[Dataset rows showing where objects appear]

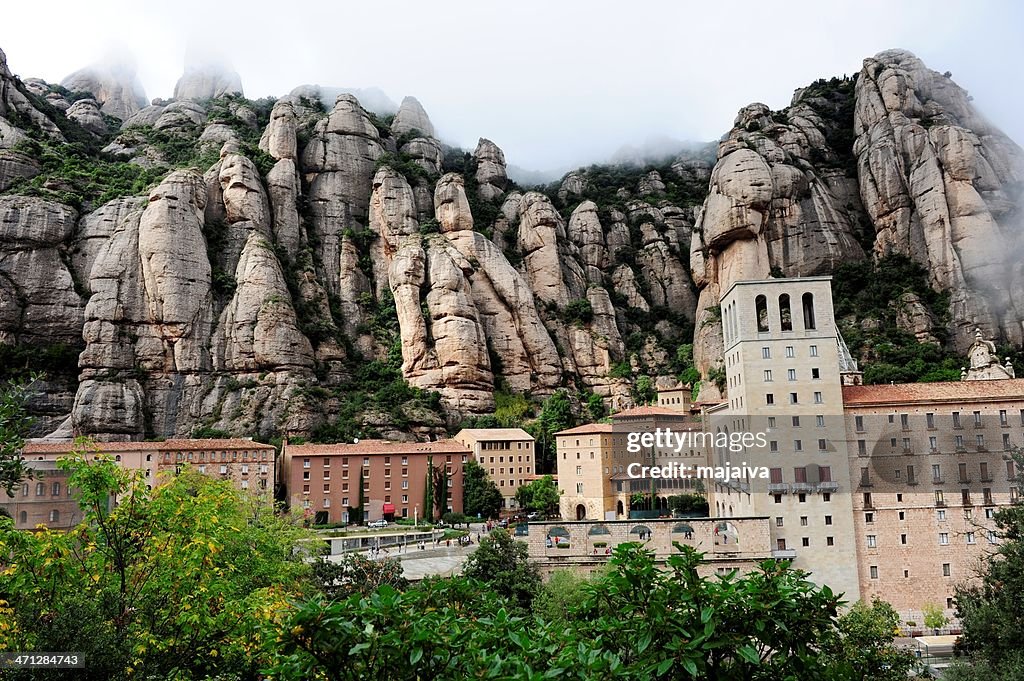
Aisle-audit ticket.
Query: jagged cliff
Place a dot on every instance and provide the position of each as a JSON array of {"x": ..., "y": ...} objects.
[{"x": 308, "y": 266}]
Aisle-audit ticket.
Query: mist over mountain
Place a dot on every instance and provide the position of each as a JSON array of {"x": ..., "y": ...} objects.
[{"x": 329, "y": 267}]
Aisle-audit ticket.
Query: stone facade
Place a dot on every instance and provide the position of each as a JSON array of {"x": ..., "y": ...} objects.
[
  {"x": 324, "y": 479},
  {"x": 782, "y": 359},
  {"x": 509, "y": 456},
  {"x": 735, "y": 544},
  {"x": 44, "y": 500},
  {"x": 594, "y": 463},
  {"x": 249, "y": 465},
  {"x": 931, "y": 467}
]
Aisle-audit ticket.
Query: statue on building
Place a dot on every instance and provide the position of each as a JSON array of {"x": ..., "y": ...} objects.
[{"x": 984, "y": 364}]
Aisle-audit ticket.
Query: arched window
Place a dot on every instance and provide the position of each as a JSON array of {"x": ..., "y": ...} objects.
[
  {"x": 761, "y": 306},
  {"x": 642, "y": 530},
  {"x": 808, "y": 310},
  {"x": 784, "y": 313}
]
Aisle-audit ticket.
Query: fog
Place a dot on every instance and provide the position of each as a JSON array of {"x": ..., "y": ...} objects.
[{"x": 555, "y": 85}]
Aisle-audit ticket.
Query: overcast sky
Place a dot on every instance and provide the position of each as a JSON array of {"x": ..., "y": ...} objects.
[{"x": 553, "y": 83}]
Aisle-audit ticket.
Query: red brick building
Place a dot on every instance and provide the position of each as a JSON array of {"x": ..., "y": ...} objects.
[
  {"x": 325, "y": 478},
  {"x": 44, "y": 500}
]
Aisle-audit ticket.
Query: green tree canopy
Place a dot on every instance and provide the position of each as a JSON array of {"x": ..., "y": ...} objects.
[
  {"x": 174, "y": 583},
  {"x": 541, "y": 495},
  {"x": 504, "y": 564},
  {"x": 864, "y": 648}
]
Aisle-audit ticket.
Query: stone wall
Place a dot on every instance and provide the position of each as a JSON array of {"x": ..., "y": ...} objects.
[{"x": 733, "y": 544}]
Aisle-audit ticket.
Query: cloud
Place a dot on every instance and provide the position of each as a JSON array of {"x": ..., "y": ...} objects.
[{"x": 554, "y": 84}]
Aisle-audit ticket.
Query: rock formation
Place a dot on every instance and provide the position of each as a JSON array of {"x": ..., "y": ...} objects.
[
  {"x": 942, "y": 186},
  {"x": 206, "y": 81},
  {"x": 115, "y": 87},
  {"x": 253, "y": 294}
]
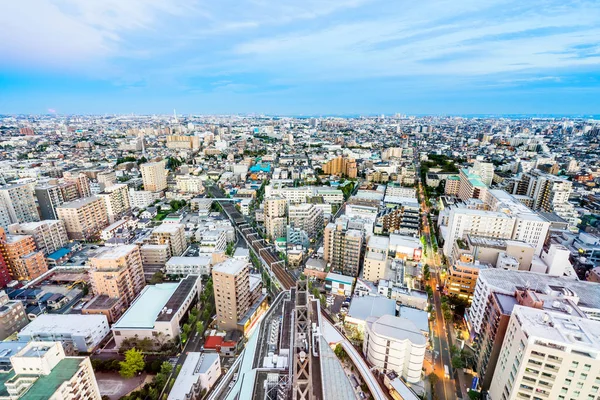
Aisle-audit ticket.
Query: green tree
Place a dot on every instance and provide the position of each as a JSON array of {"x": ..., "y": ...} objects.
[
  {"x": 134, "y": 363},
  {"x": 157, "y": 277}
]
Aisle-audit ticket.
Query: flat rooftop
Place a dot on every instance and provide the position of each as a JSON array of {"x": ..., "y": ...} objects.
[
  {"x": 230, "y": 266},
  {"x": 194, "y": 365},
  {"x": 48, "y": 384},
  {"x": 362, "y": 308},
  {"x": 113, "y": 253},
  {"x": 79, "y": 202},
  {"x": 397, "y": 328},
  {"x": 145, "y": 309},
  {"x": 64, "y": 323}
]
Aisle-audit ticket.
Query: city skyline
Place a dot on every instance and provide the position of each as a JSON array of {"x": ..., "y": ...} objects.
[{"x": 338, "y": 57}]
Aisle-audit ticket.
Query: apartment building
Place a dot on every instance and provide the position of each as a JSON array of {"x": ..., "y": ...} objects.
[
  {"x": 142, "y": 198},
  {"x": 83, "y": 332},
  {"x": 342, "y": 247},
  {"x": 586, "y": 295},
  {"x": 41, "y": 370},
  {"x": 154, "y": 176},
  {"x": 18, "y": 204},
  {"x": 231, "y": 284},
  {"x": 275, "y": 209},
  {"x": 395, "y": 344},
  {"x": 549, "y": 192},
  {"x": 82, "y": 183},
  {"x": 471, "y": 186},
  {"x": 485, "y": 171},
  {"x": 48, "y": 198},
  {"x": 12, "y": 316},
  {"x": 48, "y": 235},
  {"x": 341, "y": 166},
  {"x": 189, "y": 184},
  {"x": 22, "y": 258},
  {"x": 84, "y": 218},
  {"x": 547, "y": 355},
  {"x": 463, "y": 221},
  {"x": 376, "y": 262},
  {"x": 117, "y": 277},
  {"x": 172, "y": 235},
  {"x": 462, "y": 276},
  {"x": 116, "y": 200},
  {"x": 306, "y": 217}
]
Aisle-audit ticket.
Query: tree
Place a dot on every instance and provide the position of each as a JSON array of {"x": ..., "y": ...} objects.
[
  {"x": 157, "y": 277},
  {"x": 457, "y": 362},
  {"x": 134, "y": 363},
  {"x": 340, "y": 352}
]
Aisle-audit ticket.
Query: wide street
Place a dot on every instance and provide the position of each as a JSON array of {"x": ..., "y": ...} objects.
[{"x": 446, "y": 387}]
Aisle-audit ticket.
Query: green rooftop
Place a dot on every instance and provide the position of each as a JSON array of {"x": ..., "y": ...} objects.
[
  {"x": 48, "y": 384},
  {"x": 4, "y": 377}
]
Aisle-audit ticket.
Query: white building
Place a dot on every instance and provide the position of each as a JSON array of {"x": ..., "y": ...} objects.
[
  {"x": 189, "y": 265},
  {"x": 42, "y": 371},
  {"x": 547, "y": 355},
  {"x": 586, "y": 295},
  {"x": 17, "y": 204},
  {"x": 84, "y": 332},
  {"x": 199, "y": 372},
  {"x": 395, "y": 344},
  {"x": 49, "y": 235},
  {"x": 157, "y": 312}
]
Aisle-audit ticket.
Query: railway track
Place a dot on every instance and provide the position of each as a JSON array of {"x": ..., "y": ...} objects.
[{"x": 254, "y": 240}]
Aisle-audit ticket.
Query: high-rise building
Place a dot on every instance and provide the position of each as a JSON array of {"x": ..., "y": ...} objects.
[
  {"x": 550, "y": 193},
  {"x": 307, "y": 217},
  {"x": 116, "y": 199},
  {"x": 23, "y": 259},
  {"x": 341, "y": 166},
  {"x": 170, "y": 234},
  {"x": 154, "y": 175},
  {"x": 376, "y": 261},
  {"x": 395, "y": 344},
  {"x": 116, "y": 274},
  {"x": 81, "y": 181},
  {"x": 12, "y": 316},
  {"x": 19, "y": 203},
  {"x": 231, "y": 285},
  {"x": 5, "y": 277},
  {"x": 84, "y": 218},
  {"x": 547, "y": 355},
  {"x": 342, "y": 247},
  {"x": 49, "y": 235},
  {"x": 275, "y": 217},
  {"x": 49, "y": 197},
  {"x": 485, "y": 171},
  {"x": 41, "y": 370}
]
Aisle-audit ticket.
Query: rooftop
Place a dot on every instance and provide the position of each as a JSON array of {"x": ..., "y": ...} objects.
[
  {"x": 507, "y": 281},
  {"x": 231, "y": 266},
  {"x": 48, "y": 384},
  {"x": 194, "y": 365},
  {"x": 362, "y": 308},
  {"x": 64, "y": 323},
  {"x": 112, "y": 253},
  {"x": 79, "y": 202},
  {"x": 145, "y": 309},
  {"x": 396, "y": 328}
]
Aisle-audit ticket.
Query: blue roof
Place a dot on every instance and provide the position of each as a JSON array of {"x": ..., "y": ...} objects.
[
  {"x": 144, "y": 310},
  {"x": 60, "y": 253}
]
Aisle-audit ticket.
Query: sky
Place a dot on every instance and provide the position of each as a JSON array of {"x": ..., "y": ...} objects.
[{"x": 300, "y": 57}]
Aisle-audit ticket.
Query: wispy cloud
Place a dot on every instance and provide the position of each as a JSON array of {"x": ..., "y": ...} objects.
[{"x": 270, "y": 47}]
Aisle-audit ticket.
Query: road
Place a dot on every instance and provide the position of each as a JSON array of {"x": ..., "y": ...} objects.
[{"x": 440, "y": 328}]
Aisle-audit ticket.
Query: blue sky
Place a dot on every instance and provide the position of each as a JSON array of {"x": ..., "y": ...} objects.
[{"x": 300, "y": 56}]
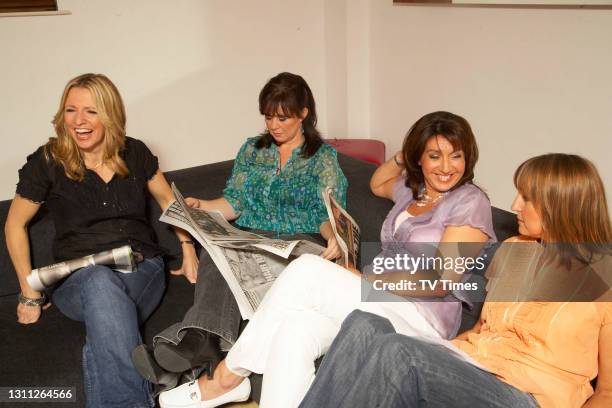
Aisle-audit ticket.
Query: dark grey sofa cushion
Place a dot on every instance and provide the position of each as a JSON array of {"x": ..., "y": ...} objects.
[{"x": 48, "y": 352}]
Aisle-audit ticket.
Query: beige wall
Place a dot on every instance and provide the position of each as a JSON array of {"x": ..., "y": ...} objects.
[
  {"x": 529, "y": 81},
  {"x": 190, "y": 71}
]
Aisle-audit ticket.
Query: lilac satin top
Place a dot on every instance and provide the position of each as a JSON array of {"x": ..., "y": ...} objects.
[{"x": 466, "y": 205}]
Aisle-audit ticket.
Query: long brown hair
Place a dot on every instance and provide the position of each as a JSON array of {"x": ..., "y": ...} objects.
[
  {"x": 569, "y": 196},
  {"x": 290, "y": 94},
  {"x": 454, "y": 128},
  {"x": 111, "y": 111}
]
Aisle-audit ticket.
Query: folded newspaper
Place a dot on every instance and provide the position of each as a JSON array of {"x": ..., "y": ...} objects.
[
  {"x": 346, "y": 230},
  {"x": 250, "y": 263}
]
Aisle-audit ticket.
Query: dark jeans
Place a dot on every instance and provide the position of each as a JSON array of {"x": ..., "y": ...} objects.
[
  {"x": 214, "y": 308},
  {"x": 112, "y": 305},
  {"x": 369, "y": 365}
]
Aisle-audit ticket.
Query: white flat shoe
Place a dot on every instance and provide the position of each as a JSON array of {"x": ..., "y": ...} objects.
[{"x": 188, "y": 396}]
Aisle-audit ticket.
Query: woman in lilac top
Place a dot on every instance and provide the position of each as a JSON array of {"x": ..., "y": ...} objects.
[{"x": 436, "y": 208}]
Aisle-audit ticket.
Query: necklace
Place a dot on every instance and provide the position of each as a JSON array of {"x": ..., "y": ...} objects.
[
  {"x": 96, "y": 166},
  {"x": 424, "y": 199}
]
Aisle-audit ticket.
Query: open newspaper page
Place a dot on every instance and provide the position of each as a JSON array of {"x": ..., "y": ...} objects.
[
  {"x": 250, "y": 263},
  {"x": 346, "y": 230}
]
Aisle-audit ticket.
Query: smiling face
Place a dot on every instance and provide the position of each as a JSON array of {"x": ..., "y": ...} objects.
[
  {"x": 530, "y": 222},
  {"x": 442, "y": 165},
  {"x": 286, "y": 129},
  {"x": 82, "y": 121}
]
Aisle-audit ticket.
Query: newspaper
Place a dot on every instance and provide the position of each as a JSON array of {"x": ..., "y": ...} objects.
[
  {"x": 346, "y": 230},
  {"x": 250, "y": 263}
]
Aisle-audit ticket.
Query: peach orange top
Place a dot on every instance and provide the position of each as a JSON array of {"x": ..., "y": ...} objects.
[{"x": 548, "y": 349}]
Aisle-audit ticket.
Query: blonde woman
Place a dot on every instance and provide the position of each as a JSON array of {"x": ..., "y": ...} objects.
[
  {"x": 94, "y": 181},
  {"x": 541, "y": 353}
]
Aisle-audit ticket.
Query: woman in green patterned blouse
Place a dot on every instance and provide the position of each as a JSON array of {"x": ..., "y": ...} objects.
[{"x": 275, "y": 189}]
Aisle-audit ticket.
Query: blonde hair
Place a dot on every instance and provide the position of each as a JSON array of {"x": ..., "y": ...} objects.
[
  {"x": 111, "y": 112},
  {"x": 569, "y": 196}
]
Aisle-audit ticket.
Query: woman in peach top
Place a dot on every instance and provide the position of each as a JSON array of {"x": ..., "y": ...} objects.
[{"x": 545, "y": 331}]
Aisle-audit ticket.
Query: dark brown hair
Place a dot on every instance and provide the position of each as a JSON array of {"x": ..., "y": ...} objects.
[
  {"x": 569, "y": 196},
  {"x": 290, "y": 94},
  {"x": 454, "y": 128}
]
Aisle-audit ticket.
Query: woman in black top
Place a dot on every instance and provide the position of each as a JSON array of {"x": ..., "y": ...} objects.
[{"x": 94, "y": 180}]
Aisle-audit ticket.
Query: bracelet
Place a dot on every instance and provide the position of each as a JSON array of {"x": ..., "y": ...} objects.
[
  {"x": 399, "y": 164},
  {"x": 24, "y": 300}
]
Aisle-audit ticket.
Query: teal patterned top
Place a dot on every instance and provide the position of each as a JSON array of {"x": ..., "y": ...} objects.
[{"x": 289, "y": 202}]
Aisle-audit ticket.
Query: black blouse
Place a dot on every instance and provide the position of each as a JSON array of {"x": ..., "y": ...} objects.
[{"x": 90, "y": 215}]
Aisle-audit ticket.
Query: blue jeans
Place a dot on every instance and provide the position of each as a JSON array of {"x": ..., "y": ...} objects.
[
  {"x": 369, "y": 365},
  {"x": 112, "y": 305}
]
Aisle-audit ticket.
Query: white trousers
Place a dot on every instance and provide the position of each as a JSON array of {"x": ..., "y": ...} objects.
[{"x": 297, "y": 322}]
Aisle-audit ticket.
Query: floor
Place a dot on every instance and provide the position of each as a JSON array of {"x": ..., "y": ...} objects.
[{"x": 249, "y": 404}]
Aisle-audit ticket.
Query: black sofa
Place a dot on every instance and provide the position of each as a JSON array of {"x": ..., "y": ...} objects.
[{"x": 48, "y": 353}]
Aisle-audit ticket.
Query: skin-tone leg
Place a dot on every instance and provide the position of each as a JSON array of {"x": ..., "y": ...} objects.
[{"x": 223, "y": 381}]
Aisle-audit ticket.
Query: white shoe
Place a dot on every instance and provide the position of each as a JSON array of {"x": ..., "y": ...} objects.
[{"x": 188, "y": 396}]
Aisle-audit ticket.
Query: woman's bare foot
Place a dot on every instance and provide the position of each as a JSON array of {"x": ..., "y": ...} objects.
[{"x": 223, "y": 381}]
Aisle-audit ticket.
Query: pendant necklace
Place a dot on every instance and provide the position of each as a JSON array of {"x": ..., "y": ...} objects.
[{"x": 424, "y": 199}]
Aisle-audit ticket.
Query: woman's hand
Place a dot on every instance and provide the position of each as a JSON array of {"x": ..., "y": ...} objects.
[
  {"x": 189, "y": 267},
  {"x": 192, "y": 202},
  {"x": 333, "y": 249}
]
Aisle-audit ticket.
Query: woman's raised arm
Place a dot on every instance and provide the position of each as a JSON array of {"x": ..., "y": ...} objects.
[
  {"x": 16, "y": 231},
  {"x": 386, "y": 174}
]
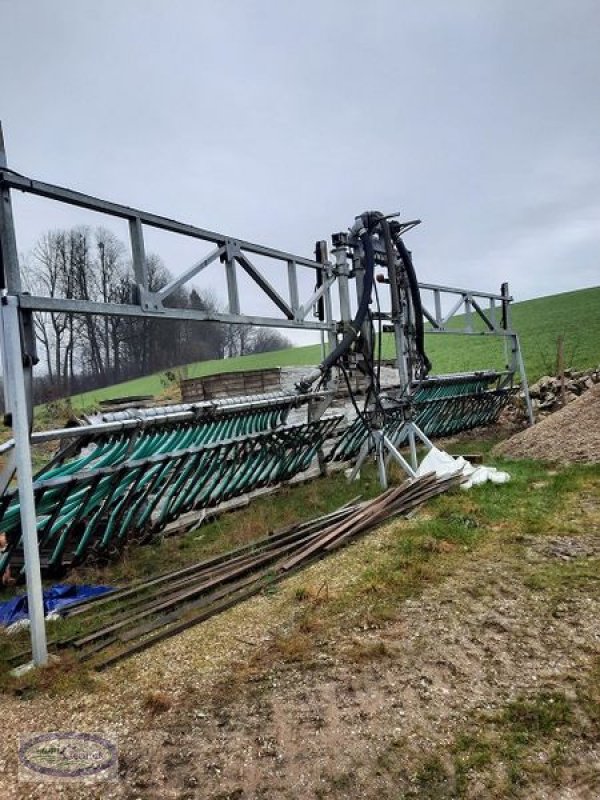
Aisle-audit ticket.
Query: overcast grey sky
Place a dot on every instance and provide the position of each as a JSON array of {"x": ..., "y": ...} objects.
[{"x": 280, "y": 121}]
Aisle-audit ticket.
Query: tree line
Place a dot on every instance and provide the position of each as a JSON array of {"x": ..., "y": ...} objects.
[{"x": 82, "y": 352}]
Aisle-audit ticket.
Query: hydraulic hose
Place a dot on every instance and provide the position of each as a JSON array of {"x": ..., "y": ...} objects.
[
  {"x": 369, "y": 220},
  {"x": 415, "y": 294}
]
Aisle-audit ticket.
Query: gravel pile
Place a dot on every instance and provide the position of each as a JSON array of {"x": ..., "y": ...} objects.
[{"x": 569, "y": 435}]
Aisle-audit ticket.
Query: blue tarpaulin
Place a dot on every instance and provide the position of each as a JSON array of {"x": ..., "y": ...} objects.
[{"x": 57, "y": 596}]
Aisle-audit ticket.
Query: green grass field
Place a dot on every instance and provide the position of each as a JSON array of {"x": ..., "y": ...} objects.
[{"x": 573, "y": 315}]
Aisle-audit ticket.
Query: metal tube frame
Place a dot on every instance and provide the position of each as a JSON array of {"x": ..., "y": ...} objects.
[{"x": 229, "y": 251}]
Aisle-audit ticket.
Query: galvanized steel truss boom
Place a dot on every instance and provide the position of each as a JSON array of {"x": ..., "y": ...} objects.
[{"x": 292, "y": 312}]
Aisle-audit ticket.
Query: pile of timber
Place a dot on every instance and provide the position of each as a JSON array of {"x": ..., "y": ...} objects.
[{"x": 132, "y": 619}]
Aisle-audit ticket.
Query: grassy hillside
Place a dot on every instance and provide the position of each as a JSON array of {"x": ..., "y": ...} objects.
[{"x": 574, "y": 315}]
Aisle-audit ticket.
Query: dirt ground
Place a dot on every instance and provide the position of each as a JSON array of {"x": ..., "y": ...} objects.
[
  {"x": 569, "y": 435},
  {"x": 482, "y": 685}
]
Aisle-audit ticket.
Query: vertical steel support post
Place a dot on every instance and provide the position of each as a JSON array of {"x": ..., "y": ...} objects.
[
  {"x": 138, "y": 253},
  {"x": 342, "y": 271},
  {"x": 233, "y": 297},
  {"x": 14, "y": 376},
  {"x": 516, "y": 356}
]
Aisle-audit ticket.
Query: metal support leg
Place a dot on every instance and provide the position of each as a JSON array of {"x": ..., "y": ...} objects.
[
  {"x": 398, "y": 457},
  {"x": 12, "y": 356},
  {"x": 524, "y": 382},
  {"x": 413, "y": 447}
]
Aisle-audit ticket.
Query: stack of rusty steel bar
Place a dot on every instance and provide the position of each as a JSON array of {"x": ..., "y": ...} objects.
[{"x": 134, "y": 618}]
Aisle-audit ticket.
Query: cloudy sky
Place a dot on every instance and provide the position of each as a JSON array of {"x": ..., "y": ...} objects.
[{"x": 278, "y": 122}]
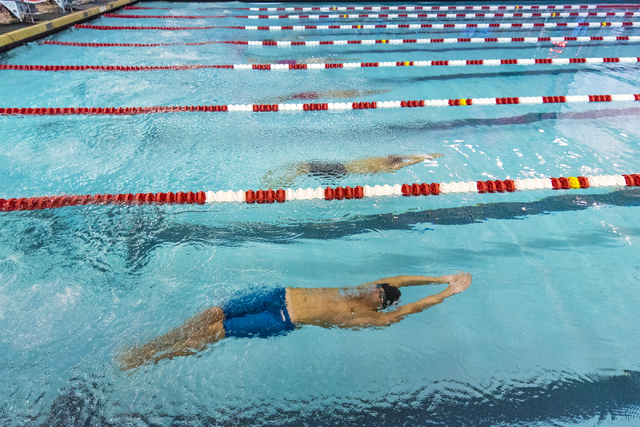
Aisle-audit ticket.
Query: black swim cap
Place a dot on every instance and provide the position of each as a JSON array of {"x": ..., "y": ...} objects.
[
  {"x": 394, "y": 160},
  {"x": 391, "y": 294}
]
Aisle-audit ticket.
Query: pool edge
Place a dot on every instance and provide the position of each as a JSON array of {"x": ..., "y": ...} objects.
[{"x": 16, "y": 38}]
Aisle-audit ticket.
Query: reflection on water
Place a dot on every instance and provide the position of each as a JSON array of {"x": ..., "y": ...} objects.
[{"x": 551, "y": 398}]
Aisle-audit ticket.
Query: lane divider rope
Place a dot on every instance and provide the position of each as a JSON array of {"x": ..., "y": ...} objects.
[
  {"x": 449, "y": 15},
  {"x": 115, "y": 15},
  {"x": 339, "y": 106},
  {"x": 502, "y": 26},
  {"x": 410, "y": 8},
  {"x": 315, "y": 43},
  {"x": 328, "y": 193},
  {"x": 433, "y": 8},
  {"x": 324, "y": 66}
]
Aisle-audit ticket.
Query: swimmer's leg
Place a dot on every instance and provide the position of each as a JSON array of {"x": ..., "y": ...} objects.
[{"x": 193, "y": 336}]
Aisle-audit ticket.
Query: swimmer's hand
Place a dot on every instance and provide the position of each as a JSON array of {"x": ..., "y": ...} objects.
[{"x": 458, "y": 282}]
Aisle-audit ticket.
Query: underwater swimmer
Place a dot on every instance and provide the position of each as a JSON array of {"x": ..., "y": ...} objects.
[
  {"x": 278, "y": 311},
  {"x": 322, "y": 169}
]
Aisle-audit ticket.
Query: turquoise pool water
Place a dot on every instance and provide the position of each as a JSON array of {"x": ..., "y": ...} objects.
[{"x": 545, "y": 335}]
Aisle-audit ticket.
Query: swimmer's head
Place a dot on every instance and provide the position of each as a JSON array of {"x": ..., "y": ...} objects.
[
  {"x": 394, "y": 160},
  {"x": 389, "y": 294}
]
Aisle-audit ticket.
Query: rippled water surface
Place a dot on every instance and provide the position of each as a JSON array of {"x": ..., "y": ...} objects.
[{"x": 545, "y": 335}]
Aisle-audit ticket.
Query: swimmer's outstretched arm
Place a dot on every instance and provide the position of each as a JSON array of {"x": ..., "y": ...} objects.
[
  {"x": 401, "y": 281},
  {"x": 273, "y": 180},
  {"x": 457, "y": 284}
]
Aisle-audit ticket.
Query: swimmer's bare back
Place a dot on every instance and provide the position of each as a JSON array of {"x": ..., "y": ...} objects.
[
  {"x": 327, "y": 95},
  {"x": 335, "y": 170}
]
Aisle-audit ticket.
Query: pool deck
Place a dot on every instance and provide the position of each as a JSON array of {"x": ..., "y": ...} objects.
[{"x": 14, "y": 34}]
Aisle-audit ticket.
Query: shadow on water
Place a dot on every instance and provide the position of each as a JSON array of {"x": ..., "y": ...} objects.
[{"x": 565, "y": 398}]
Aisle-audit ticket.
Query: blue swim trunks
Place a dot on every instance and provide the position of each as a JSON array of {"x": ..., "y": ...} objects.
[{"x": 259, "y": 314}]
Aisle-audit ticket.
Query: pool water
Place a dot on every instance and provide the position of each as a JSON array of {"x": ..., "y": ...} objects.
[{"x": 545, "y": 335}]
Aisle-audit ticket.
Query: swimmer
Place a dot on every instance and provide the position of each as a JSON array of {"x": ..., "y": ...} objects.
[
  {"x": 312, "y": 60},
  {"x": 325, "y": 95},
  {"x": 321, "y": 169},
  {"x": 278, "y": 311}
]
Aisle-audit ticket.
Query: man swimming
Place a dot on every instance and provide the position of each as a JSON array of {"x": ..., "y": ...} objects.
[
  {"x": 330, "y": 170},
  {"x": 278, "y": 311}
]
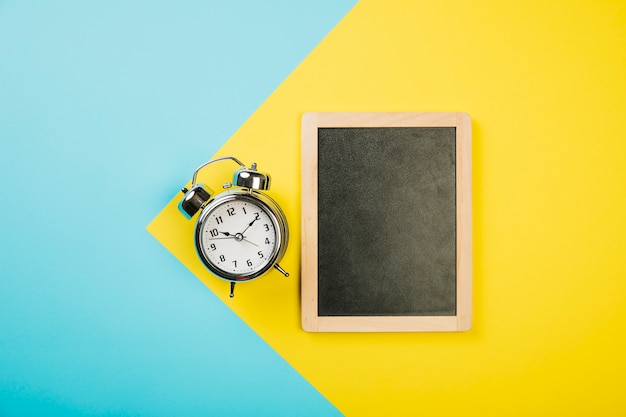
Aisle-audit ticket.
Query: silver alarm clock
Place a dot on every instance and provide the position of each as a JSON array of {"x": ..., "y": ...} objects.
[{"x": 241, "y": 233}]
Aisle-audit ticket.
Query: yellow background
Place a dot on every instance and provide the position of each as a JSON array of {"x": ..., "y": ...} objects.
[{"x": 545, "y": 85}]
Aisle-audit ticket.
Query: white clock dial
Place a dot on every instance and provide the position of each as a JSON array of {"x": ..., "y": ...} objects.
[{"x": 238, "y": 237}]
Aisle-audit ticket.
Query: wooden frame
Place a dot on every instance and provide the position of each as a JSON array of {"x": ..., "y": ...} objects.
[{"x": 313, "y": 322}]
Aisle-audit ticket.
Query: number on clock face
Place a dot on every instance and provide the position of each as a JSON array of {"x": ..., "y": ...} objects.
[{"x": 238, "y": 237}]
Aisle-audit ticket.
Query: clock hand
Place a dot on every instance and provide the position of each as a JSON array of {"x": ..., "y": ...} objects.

• **Required work**
Locate each line in the data above that contains the string "shoe" and copy those lines, treating uppercase and lowercase letters as different.

• **Written response**
Query: white flat shoe
Query: white shoe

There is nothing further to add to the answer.